> Material provided:
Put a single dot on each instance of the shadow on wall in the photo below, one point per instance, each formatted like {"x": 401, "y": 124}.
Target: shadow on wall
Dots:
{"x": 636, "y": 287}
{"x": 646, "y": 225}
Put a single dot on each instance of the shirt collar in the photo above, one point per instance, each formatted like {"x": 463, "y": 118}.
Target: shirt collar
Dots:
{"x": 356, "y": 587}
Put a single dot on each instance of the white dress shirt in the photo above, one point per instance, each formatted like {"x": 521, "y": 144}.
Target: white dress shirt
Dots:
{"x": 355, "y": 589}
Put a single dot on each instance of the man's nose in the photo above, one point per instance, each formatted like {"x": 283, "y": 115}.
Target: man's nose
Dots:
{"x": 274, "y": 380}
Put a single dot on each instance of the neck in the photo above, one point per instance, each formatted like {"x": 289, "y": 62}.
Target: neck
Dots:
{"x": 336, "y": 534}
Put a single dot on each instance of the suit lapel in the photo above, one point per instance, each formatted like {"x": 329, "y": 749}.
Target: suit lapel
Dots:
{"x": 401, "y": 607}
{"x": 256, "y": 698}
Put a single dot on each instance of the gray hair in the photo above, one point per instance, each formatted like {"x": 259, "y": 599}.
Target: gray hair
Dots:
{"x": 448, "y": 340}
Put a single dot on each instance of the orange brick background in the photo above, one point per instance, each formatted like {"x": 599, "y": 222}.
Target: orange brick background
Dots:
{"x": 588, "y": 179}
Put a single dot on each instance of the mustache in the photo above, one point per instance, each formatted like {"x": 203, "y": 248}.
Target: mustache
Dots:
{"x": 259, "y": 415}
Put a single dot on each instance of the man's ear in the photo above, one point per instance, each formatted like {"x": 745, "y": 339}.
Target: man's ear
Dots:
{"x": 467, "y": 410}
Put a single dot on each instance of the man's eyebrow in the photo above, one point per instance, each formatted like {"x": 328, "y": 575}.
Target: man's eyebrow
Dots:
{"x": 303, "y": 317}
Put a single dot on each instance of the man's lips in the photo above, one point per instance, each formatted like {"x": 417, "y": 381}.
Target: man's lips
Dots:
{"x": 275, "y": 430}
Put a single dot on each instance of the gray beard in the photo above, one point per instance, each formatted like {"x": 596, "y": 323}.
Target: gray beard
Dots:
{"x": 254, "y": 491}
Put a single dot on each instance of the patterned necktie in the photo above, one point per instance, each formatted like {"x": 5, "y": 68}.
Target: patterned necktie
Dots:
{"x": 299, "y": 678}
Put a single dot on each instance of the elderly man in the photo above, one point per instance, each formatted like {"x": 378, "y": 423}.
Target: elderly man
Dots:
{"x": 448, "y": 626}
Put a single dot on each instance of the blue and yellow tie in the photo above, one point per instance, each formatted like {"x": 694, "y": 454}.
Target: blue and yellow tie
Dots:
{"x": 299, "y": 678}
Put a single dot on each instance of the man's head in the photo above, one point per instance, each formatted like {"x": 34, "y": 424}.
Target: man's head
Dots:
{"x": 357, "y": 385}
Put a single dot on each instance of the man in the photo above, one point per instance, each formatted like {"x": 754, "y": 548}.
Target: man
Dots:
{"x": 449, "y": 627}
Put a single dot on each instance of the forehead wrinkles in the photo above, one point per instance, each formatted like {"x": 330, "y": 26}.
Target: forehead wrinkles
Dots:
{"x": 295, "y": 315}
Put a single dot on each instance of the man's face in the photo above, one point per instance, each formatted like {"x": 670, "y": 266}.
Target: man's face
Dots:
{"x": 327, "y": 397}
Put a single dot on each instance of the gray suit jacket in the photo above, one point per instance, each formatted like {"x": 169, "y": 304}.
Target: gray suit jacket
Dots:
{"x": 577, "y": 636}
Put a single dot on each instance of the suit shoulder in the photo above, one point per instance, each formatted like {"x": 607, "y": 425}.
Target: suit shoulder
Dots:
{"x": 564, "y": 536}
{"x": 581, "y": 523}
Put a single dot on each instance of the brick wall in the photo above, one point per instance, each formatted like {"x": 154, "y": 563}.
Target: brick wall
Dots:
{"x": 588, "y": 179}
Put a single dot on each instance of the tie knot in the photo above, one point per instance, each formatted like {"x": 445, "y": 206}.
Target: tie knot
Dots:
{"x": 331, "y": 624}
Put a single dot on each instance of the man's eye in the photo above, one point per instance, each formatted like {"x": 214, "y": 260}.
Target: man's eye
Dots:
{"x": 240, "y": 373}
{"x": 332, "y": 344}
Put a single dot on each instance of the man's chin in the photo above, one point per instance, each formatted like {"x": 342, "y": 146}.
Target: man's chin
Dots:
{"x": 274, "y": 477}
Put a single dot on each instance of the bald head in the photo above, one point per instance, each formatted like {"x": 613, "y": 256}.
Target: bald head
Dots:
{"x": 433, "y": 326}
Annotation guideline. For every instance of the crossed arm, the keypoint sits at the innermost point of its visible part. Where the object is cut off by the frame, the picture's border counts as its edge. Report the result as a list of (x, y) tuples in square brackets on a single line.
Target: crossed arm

> Task details: Wherever the word "shoulder" occurs in the data above, copy the line it sits in.

> Answer to this exercise:
Put a single dot on each instance of the suit shoulder in the photo above, one point per instance, each formatted like {"x": 607, "y": 425}.
Target: suit shoulder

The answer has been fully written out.